TRECHO ▸
------------------------------------
Não tem preço

Por Fernanda Pompeu

Engraçado como existem pessoas que mesmo não sendo amigas marcam para o bem as nossas vidas. Pessoas com quem pouco falamos ou encontramos. Até interlocutores com quem trocamos palavras uma única vez e depois silêncio.

Uma tarde em Salvador fui entrevistar a Mãe Stella, ialorixá do terreiro de candomblé Ilê Axé Opô Afonjá. Passei menos de trinta minutos ao seu lado, mas uma frase dita por ela: “O que não se registra o vento carrega”, pontuou uma guinada na minha postura de jornalista.

Mãe Stella, com uma única frase, me fez compreender o valor de pôr no papel o melhor que a vida põe no mundo. Contribuir para que o vento não disperse fatos e não esqueça de pessoas que num determinado momento conseguiram fazer diferente, e valorizar a vida de outras pessoas, ou de um bairro, ou de uma comunidade.
------------------------------------
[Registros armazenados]
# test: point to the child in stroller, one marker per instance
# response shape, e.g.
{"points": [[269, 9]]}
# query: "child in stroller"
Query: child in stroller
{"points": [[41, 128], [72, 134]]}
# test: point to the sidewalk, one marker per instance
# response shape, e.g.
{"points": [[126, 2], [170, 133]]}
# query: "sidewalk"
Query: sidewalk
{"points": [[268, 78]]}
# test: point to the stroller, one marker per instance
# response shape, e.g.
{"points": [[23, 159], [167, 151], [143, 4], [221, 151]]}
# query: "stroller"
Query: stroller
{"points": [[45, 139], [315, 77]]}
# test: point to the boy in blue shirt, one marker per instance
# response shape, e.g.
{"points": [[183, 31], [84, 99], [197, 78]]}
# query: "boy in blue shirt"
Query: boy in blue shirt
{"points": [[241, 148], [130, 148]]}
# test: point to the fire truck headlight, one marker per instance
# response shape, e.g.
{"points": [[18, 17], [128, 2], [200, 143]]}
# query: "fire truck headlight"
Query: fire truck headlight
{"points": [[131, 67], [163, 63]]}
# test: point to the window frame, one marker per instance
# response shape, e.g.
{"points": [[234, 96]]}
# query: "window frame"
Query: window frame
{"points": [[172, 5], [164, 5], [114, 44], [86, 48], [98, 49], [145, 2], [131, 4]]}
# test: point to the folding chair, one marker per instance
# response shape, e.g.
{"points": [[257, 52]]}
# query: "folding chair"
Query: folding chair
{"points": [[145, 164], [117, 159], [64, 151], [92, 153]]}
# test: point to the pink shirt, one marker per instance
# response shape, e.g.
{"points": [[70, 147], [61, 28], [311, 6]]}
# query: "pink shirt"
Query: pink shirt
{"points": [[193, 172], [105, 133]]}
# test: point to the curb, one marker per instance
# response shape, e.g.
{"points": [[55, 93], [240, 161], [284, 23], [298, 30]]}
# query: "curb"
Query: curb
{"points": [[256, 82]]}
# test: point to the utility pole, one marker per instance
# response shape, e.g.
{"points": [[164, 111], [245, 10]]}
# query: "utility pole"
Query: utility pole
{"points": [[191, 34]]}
------------------------------------
ORIENTAÇÃO ▸ Cite o trecho do texto sobre a Mãe Stella que começa em "Engraçado como existem" e termina em "de uma comunidade.".

RESOLUÇÃO ▸
Engraçado como existem pessoas que mesmo não sendo amigas marcam para o bem as nossas vidas. Pessoas com quem pouco falamos ou encontramos. Até interlocutores com quem trocamos palavras uma única vez e depois silêncio.

Uma tarde em Salvador fui entrevistar a Mãe Stella, ialorixá do terreiro de candomblé Ilê Axé Opô Afonjá. Passei menos de trinta minutos ao seu lado, mas uma frase dita por ela: “O que não se registra o vento carrega”, pontuou uma guinada na minha postura de jornalista.

Mãe Stella, com uma única frase, me fez compreender o valor de pôr no papel o melhor que a vida põe no mundo. Contribuir para que o vento não disperse fatos e não esqueça de pessoas que num determinado momento conseguiram fazer diferente, e valorizar a vida de outras pessoas, ou de um bairro, ou de uma comunidade.